:: Text section ::
The remaining 4 ml blood sample was used to extract DNA. Ethylene Diamine Tetraacetic acid-K2 (EDTA-K2) was used for adequate anticoagulation treatment of blood samples. After digestion by Protease K, DNA was extracted by salting out method. Store the extract in a refrigerator at − 80℃. For specific extraction steps, we referred to the corresponding technical instructions:

  1. (1)

    The blood samples were transferred from the anticoagulant tube to the 10 ml centrifuge tube and marked on the centrifuge tube.

  2. (2)

    2 ml cell lysis solution was added to the blood samples containing anticoagulant, and centrifuged for 10 min (5000 r/min, r = 7.1 cm) after mixing.

  3. (3)

    Remove the liquid from the top of the centrifuge tube, then invert it on a clean blotting paper for 1 min to dry.

  4. (4)

    A mixture of buffer and protease K is configured in time (1 mL buffer + 10 μL protease K solution).

  5. (5)

    Add 1 mL mixture to each sample and mix thoroughly.

  6. (6)

    Take a water bath at 65℃ for 20 min, add 1 mL isopropyl alcohol, and mix thoroughly until filamentous or clumps appear.

  7. (7)

    Centrifugation was performed for 15 min (5000 r/min, r = 7.1 cm), and the upper liquid was discarded.

  8. (8)

    Add 1 mL 70% ethyl alcohol, transfer it into a 1.5 mL centrifuge tube, centrifuge it for 10 min (8000 r/min, r = 4.2 cm), and the upper liquid was discarded. Perform two operations

  9. (9)

:: Data provided ::
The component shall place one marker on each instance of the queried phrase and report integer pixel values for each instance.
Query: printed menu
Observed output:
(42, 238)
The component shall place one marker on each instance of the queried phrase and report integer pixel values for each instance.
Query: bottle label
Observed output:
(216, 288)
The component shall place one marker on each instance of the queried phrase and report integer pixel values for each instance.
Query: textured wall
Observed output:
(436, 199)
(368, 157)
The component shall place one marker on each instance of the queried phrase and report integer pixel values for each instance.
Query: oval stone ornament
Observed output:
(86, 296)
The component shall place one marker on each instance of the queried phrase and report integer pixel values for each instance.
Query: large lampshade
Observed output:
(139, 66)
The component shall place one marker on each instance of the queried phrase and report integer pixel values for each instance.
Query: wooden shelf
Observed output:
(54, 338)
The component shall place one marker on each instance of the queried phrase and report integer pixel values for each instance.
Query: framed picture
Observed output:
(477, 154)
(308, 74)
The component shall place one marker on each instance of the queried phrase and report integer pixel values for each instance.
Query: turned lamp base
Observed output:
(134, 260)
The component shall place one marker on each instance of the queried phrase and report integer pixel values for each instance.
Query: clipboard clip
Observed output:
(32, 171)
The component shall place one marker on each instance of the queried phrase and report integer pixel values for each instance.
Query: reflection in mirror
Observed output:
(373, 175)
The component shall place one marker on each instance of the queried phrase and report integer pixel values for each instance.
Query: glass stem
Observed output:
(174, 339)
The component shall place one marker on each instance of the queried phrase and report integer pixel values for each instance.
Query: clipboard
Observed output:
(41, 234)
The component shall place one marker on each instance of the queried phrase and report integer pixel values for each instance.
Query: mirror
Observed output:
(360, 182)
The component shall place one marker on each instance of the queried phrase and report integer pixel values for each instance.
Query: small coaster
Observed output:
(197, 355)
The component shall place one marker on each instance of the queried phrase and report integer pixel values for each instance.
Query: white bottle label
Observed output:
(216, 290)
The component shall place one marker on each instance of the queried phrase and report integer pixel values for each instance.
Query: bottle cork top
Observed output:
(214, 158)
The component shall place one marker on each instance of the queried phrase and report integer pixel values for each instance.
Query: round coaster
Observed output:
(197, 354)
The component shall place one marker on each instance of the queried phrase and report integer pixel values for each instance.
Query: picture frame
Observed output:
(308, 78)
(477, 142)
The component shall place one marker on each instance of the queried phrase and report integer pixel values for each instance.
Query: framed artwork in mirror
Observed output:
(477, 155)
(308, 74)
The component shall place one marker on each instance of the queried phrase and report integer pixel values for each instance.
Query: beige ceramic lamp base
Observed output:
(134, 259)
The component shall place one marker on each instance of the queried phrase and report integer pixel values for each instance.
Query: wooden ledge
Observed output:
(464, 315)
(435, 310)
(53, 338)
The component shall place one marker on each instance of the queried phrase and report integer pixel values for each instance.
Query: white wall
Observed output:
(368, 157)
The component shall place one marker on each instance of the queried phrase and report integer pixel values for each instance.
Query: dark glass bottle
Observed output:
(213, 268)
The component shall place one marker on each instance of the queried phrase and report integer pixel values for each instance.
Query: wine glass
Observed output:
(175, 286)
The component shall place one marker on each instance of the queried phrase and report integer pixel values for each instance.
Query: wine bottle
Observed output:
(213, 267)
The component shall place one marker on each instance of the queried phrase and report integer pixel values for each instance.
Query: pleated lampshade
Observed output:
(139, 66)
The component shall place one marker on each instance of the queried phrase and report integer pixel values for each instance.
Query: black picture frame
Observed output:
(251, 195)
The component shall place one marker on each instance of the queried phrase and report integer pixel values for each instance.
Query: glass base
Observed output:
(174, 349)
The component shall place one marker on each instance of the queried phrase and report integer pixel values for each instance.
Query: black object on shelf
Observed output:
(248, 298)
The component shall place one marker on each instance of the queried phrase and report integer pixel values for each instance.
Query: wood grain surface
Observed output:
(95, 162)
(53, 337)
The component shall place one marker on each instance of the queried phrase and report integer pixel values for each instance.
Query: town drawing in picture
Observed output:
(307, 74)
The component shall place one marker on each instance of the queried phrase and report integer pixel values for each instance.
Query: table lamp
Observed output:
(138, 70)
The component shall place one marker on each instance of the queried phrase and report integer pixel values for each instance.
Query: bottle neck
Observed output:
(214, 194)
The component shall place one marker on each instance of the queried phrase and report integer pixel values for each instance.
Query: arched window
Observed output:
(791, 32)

:: Exercises to complete ::
(1) Answer these from the DNA extraction protocol, one line each:
(a) Which agent was used to anticoagulate the blood samples?
(b) At what temperature and for how long is the water bath in step 6?
(c) What are the proportions of the buffer and protease K mixture prepared in step 4?
(2) Decide whether each statement agrees with the DNA extraction protocol. Answer yes or no and quote the deciding words.
(a) The extract is kept at −20℃.
(b) In step 3, the centrifuge tube is inverted on blotting paper for 1 min.
(c) The centrifugation in step 7 lasts 10 min.
(3) Return the part of the DNA extraction protocol from "A mixture of" to "r = 7.1 cm), and the upper liquid was discarded.", copied without any change.

:: Answers to the exercise ::
(1)
(a) Ethylene Diamine Tetraacetic acid-K2 (EDTA-K2)
(b) 65℃ for 20 min
(c) 1 mL buffer + 10 μL protease K solution

(2)
(a) No: "Store the extract in a refrigerator at − 80℃."
(b) Yes: "invert it on a clean blotting paper for 1 min to dry."
(c) No: "Centrifugation was performed for 15 min (5000 r/min, r = 7.1 cm)"

(3)
A mixture of buffer and protease K is configured in time (1 mL buffer + 10 μL protease K solution).

  5. (5)

    Add 1 mL mixture to each sample and mix thoroughly.

  6. (6)

    Take a water bath at 65℃ for 20 min, add 1 mL isopropyl alcohol, and mix thoroughly until filamentous or clumps appear.

  7. (7)

    Centrifugation was performed for 15 min (5000 r/min, r = 7.1 cm), and the upper liquid was discarded.